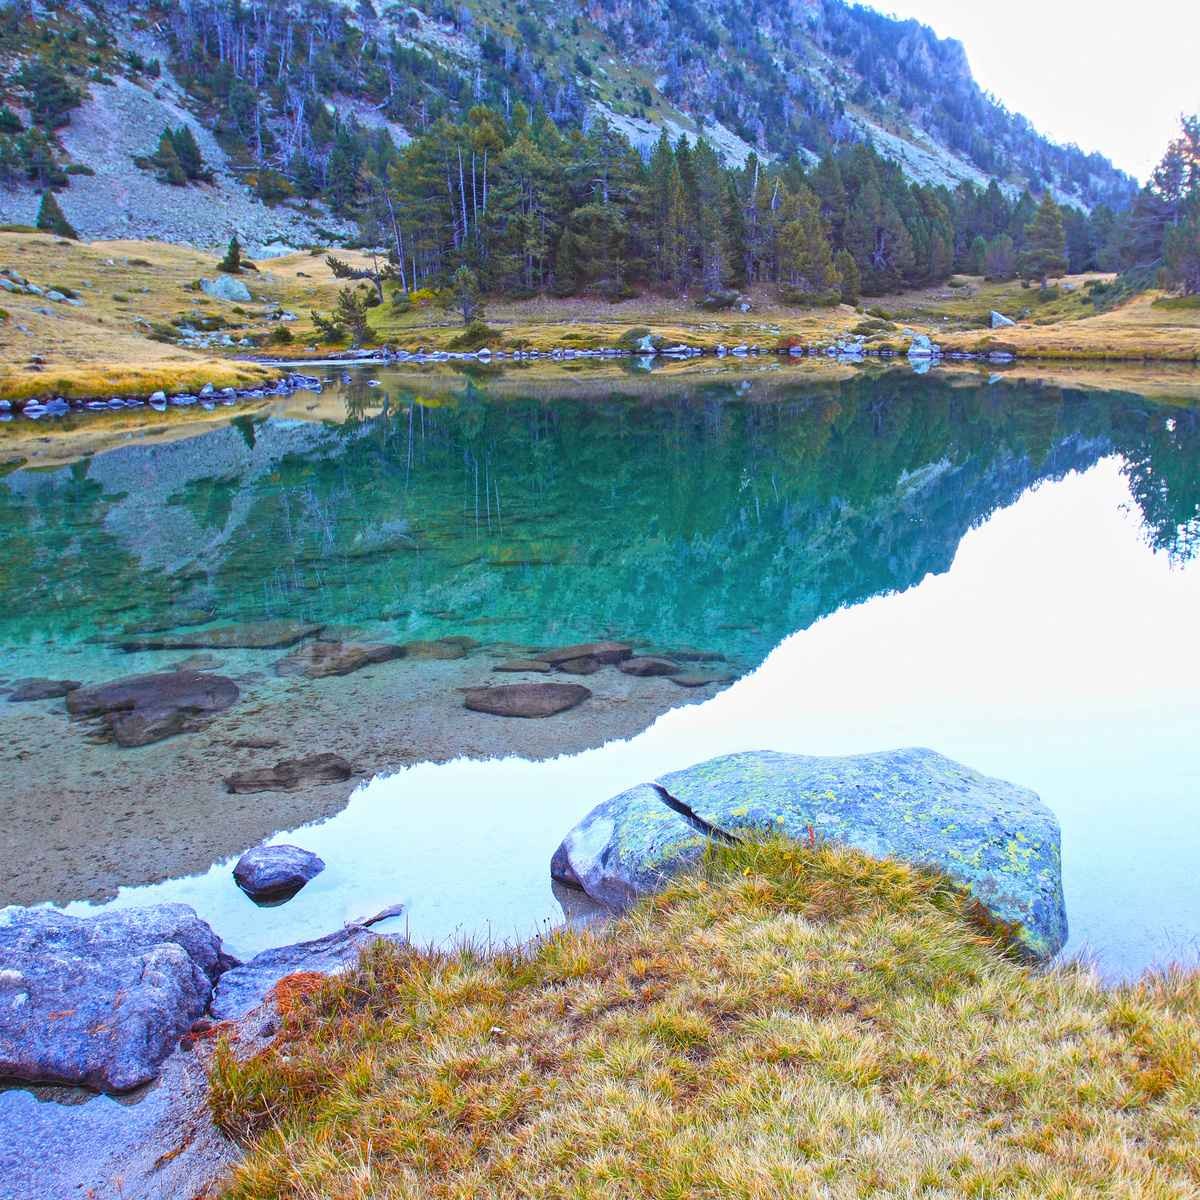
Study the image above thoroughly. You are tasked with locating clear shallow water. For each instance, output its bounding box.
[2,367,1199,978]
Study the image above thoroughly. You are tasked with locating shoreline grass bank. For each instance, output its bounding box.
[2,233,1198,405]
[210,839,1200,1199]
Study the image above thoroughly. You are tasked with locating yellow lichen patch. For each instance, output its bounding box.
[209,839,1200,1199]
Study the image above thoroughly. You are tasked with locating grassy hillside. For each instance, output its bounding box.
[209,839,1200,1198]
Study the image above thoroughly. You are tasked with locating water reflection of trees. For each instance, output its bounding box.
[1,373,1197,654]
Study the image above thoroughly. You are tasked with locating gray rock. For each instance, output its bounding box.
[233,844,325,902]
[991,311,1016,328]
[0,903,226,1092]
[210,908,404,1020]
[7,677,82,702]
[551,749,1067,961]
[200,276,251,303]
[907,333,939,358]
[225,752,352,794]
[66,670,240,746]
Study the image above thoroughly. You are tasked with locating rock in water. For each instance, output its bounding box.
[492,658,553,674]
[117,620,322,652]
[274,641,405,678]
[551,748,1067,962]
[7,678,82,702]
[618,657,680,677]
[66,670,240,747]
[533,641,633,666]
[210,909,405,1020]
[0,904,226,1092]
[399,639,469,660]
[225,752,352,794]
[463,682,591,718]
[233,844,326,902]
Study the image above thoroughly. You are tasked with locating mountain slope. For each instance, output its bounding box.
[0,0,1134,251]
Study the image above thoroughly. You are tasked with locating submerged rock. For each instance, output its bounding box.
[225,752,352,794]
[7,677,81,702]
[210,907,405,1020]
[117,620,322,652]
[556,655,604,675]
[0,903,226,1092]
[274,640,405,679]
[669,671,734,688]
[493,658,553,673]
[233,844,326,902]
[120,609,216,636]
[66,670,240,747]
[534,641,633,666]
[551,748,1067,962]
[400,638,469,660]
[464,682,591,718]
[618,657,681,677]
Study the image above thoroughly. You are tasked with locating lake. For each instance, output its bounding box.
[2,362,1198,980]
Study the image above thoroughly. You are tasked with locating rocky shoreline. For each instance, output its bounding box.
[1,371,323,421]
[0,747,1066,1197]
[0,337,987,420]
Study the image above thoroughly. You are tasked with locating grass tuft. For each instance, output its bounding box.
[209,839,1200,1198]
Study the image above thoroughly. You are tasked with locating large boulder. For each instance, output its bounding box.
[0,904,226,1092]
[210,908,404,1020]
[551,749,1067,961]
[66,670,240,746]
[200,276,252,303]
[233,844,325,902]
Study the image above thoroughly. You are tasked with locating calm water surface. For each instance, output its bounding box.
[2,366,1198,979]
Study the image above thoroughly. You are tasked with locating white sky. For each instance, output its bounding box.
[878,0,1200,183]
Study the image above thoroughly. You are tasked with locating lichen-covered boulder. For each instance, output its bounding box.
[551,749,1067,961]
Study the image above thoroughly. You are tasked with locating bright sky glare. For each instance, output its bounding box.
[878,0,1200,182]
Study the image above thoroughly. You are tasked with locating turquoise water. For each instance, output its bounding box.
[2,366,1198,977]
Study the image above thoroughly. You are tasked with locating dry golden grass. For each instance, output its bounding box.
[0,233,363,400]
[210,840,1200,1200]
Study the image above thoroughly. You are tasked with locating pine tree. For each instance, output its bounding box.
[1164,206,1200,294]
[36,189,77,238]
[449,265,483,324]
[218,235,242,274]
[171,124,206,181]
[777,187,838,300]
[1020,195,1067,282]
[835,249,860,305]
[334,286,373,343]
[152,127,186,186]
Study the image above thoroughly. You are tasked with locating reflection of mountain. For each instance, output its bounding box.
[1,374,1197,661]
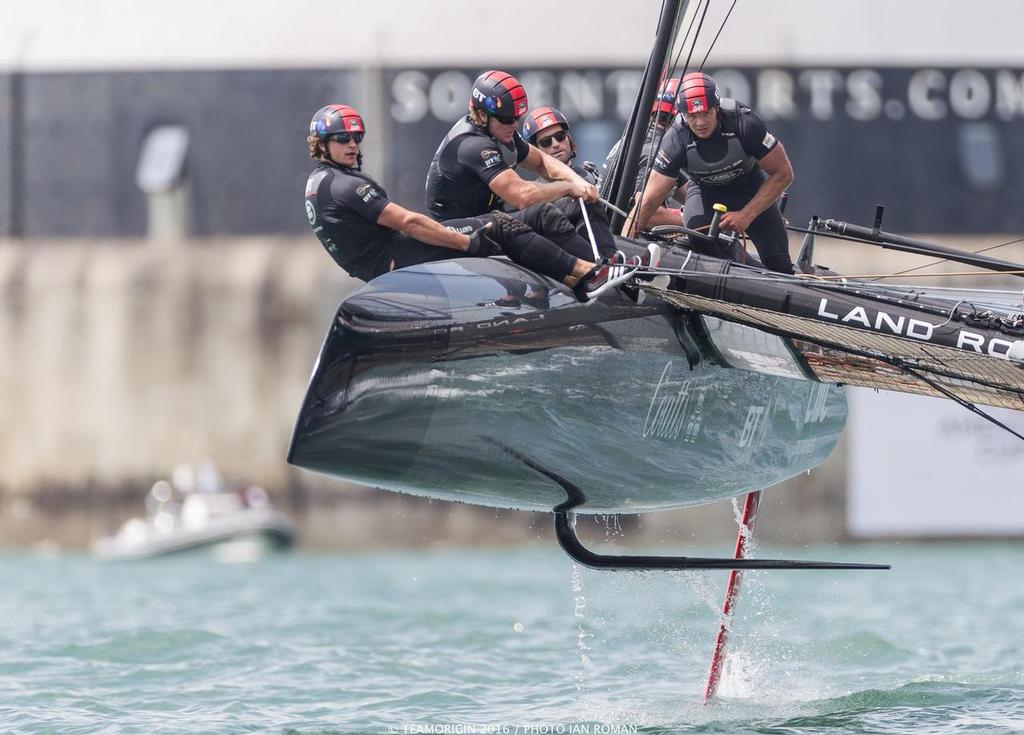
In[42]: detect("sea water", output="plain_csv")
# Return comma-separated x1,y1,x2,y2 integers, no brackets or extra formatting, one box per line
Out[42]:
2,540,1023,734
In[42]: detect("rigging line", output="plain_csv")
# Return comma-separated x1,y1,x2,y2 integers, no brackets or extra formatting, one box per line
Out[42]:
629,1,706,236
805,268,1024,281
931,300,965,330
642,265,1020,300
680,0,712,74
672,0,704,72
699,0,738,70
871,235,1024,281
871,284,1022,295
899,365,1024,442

--*--

Instructions to follow -
Reproduce every entry above in full and exactly, though not its pictures.

Output -
Study the image above thoroughly. You are tasked with locating clear shallow water. For each instance, output its bounding box.
[2,367,1199,978]
Study the image above thoroughly. You are tasked with locating shoreline grass bank. For each instance, output its bounding box.
[2,233,1198,405]
[210,839,1200,1199]
Study the image above thoroughly. You are tasked with locating yellow lichen patch. For each instance, output its bounding box.
[209,839,1200,1199]
Study the image above thoroughly. You are tasked with locating grassy hillside. For each instance, output its bounding box.
[209,839,1200,1198]
Study the image above thoroughly. You are tasked with locating water reflection of trees. For each instance, output its bounding box.
[1,373,1197,654]
Study the image above thoroughly. You are tasked with locating gray rock. For each instance, output its bounding box.
[233,844,325,902]
[991,311,1016,328]
[0,903,226,1092]
[210,908,404,1020]
[7,677,82,702]
[551,749,1067,961]
[200,276,251,303]
[907,333,939,358]
[225,752,352,794]
[66,670,240,746]
Study the image above thoroughly. You are tasked with locating rock in water. For each instance, output its bounding box.
[492,658,553,674]
[117,620,322,652]
[274,641,405,678]
[551,748,1067,962]
[7,678,82,702]
[618,657,680,677]
[66,670,240,747]
[533,641,633,666]
[210,909,405,1020]
[0,904,226,1092]
[399,639,469,660]
[225,752,352,794]
[463,682,591,718]
[233,844,326,902]
Study the image above thoroughly. You are tasked with locating mountain slope. For each instance, output its bounding box.
[0,0,1134,251]
Study the image above thoroughly. You are tasked with locating submerged rock. For each instance, output its bounding box.
[225,752,352,794]
[7,677,81,702]
[210,907,405,1020]
[117,620,322,652]
[556,655,604,675]
[0,903,226,1092]
[274,640,405,679]
[669,671,734,688]
[493,658,553,673]
[233,844,326,902]
[120,609,216,636]
[66,670,240,747]
[534,641,633,666]
[551,748,1067,962]
[400,638,469,660]
[464,682,591,718]
[618,657,681,677]
Study the image above thoroughly. You are tasked with locating lake. For each instance, output its bounding box.
[2,362,1198,980]
Study the image above thoroughly. You are tasked with locating rocky shoreline. For each instance, output its bounding box.
[1,371,323,421]
[0,747,1066,1197]
[0,337,987,420]
Study the image above thoroughly. You are tasked with locating grass tuft. For each instance, output its bounding box.
[209,839,1200,1198]
Study the image above thoroughly. You are tasked with locating large boulder. For each instance, output its bounding box.
[0,904,226,1092]
[210,908,404,1020]
[551,749,1067,961]
[66,670,240,746]
[200,276,252,303]
[233,844,325,902]
Study the image above thoroughly. You are tasked with locating calm water surface. For each instance, output its bounding box.
[2,366,1198,979]
Study the image above thoroughly. You are tasked with locating white sky. For each instance, output its bounding box.
[878,0,1200,183]
Study the image above thoroughly. You are tasked with locating lichen-covered boulder. For each instance, output its bounding box.
[551,749,1067,961]
Study the image above thoroughly. You are tasked with locating bright sky glare. For each instance, output its bounding box.
[878,0,1200,182]
Study the image above thoroughly. You are tasked with locating turquoise water. For each instance, output its bounding box.
[2,366,1198,977]
Study the image above thoroughly. You are tasked with locating dry golden grass. For each instance, output its bounding box.
[0,233,363,400]
[210,840,1200,1200]
Study the image above thoroughly. You are tasked with locating pine tree. For each instance, output its bounding box.
[1164,206,1200,294]
[36,189,77,238]
[449,265,483,324]
[218,235,242,274]
[171,124,206,181]
[777,187,838,300]
[1020,195,1067,282]
[835,249,860,305]
[334,286,373,343]
[152,127,186,186]
Study the image above thoroughly. You are tasked with locating reflection of mountain. For each instance, output its bounding box.
[1,374,1197,661]
In[42]: detect("sea water", output="plain_csv")
# Return comma-separated x1,y1,x2,y2 integers, no brackets or extra formatting, one box per line
Out[42]:
2,540,1023,734
In[42]: detect("rigging line", output="plain_csv")
# Return comma-separated x1,y1,x2,y2 integers, no brackets or extra formatting, one box per line
Out[42]:
629,1,706,236
805,268,1024,281
931,300,965,330
642,265,1020,300
680,0,712,74
672,0,704,72
699,0,738,70
871,235,1024,281
871,284,1022,295
899,365,1024,442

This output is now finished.